Goal 1 - Copy out, word for word, the part of the border terrier passage that begins at the words "Borders have been" and stops after the words "see this table.".

Document section -

* BEGIN *

Borders have been going down the AKC rabbit-hole-to-Wonder-Land for a long time. Walter Gardner's border terrier book gives chest measurements for 29 borders in the back. As I note on the Terrierman.com web site:

"Of the 29 Border Terriers measured, 12 had chests larger than 18 inches, 13 had chests that were 17-18 inches in size, 3 had chests that were 16-17 inches in size, and one had a chest that was 15.5 inches in size. Only the last 3 dogs -- the two with 16-inch chests and the one dog with a 15.5-inch chest -- were of a size small enough to follow a regular-sized vixen into a tight earth. "


To read an honest autopsy of the border terrier standard -- what you really have in the field and ring versus what is called for in the standard -- see this table.

* END *

Stored data -

* BEGIN *

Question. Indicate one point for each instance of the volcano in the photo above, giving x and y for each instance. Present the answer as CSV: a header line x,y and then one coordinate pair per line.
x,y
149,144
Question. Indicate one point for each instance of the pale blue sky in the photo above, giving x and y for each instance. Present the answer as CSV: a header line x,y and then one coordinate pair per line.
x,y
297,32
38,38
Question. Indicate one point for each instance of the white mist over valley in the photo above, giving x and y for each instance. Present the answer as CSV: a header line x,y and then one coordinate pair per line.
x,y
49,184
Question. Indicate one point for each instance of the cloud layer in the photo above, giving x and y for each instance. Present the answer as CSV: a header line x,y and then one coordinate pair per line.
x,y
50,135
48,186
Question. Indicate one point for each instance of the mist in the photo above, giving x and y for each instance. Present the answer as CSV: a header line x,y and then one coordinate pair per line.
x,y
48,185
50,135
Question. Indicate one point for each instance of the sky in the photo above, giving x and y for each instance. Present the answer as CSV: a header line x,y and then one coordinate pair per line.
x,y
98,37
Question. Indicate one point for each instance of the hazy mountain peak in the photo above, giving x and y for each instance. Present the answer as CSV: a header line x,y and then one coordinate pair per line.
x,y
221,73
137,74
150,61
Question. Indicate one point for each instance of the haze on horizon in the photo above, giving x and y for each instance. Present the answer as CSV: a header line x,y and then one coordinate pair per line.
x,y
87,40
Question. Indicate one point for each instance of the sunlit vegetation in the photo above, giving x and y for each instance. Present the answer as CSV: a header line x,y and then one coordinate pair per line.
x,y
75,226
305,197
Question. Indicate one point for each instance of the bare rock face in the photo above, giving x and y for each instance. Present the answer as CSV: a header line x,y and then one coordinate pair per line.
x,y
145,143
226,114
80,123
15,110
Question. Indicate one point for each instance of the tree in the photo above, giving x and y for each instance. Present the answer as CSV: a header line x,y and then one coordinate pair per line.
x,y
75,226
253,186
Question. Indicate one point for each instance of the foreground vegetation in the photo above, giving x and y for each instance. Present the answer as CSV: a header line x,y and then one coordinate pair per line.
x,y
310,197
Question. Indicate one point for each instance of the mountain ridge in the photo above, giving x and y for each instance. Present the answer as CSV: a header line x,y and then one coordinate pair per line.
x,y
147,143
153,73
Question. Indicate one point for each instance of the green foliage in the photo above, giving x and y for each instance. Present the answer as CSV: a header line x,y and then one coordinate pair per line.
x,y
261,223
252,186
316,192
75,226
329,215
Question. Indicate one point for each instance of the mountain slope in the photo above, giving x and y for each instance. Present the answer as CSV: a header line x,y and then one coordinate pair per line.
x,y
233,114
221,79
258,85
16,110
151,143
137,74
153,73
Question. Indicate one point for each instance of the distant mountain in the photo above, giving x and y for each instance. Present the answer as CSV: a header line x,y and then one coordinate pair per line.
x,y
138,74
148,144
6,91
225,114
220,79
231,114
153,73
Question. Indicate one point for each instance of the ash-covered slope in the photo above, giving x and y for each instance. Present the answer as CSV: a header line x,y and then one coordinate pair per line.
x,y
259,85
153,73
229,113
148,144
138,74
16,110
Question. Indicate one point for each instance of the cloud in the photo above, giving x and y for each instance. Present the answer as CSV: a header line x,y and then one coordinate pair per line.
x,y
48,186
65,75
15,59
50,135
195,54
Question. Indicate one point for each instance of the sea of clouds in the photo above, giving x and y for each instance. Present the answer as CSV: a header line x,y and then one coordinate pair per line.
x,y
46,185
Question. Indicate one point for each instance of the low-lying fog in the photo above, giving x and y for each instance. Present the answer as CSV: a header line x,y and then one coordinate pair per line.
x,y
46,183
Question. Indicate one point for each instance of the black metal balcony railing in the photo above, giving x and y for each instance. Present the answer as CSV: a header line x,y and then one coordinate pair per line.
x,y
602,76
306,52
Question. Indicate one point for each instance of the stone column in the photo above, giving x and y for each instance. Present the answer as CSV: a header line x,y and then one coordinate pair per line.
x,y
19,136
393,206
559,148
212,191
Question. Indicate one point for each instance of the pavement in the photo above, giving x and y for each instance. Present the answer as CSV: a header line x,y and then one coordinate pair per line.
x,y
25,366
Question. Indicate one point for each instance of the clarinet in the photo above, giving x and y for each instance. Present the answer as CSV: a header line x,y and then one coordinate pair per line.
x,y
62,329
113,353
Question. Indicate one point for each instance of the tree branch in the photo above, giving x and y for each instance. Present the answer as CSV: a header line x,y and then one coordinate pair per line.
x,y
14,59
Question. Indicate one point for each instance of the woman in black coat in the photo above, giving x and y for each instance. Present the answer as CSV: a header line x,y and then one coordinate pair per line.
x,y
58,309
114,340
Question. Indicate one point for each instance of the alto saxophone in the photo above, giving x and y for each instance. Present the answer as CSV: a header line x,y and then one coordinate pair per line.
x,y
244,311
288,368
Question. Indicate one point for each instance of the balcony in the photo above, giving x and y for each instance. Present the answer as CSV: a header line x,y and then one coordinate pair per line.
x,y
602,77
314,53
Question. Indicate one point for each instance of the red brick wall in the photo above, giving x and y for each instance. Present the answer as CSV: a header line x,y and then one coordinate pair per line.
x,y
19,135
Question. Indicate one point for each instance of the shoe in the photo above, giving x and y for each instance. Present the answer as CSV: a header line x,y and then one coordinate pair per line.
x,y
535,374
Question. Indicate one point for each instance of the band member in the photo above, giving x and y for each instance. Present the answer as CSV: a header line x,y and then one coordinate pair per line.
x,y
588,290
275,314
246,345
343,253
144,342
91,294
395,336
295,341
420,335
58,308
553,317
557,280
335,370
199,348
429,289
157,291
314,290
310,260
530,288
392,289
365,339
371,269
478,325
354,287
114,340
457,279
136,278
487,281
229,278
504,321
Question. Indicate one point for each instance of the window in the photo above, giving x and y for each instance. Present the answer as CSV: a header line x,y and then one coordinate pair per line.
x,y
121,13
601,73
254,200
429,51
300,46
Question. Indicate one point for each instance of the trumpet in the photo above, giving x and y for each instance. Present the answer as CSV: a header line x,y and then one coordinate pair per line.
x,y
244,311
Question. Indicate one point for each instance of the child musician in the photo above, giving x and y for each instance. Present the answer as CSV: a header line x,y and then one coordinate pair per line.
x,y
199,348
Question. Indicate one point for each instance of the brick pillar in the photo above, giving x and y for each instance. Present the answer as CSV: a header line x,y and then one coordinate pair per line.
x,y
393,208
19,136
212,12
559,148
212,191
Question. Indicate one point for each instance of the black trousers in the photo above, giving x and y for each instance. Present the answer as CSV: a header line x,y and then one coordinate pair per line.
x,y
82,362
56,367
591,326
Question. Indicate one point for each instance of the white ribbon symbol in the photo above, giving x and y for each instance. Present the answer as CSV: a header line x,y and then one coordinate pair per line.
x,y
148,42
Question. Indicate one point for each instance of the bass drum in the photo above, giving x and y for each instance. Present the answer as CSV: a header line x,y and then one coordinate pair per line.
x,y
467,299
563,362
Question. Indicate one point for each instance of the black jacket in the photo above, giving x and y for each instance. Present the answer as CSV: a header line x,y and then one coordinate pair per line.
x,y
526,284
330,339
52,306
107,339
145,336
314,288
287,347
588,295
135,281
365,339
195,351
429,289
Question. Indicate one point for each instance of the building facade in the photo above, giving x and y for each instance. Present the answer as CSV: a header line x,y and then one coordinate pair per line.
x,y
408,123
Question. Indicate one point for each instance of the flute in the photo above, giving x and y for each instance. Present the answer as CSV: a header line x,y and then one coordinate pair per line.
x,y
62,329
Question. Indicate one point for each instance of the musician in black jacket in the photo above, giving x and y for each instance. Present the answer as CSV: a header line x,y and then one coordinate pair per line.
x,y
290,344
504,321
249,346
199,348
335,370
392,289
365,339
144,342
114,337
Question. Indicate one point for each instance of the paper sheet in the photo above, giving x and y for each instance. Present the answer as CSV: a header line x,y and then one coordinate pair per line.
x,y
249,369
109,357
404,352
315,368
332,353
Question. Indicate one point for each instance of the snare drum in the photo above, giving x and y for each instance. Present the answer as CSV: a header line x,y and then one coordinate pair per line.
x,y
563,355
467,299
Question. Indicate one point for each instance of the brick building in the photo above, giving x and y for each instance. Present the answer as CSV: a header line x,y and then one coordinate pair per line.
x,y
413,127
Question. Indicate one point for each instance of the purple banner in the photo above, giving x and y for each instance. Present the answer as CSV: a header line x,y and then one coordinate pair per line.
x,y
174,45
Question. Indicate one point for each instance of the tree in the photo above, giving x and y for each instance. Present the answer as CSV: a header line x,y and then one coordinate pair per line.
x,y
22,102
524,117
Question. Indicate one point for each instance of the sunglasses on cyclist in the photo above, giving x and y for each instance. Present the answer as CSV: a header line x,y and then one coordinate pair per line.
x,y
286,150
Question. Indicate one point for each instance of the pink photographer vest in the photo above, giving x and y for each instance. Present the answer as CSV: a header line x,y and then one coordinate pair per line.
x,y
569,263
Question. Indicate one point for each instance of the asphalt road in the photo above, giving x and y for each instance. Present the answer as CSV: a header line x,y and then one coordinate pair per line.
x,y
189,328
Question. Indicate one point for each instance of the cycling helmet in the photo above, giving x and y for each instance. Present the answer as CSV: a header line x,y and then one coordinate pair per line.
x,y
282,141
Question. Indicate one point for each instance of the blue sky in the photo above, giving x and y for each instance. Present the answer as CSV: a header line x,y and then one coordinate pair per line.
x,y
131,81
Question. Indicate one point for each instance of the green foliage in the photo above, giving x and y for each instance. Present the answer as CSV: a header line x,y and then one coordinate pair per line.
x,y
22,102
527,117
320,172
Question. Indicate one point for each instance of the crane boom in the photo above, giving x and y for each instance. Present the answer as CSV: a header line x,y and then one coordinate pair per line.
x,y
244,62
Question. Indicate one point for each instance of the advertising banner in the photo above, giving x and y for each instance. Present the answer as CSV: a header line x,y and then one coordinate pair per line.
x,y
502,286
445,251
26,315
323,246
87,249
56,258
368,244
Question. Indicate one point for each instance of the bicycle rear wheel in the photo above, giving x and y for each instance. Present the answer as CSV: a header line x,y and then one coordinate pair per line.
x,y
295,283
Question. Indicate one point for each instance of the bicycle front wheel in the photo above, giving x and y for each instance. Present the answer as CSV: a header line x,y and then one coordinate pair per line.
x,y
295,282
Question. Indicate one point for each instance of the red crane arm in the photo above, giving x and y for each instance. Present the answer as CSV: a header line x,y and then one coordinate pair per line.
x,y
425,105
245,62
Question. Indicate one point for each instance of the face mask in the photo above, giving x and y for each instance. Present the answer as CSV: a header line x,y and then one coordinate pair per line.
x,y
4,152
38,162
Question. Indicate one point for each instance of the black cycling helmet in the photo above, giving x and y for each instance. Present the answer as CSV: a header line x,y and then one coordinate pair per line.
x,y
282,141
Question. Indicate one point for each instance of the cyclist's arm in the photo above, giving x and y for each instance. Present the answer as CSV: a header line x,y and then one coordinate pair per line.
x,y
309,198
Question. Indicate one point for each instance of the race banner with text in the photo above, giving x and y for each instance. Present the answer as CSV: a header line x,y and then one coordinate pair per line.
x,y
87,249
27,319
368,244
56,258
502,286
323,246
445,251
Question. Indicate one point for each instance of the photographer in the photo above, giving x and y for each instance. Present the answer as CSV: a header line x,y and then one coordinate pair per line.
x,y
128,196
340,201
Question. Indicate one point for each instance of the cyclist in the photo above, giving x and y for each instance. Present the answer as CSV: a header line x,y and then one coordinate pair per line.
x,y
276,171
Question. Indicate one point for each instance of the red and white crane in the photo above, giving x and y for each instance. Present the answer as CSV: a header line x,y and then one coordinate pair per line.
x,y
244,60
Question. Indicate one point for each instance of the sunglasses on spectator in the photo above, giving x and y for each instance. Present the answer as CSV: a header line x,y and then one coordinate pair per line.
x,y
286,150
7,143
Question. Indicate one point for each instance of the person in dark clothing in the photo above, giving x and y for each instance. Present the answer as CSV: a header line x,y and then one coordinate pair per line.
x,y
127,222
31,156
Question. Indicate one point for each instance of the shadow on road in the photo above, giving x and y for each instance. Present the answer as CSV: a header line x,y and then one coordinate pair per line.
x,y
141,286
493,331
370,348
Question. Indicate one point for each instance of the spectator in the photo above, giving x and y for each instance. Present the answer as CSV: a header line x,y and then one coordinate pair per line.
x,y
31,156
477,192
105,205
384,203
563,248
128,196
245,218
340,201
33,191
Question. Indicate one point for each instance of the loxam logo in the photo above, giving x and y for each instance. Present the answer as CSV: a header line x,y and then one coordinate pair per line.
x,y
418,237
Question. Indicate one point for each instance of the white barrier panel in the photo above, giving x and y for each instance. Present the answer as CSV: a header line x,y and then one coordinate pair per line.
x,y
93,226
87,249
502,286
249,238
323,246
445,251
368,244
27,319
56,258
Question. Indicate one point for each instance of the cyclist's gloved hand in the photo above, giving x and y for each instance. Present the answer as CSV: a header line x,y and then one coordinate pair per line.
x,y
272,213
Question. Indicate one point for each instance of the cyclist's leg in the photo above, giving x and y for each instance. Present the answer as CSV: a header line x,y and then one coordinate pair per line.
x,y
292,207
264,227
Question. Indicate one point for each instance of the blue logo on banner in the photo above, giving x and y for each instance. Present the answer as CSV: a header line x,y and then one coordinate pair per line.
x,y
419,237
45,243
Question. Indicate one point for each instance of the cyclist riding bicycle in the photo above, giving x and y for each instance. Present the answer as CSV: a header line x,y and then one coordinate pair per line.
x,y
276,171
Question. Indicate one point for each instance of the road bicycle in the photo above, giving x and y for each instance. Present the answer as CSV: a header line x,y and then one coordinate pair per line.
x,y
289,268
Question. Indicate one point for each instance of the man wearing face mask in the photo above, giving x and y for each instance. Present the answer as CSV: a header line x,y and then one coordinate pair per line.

* END *

Goal 2 - Tally the lines in the rows above that contain the word "vegetation", and give only that number.

Written reply 1 -
Borders have been going down the AKC rabbit-hole-to-Wonder-Land for a long time. Walter Gardner's border terrier book gives chest measurements for 29 borders in the back. As I note on the Terrierman.com web site:

"Of the 29 Border Terriers measured, 12 had chests larger than 18 inches, 13 had chests that were 17-18 inches in size, 3 had chests that were 16-17 inches in size, and one had a chest that was 15.5 inches in size. Only the last 3 dogs -- the two with 16-inch chests and the one dog with a 15.5-inch chest -- were of a size small enough to follow a regular-sized vixen into a tight earth. "


To read an honest autopsy of the border terrier standard -- what you really have in the field and ring versus what is called for in the standard -- see this table.

Written reply 2 - 2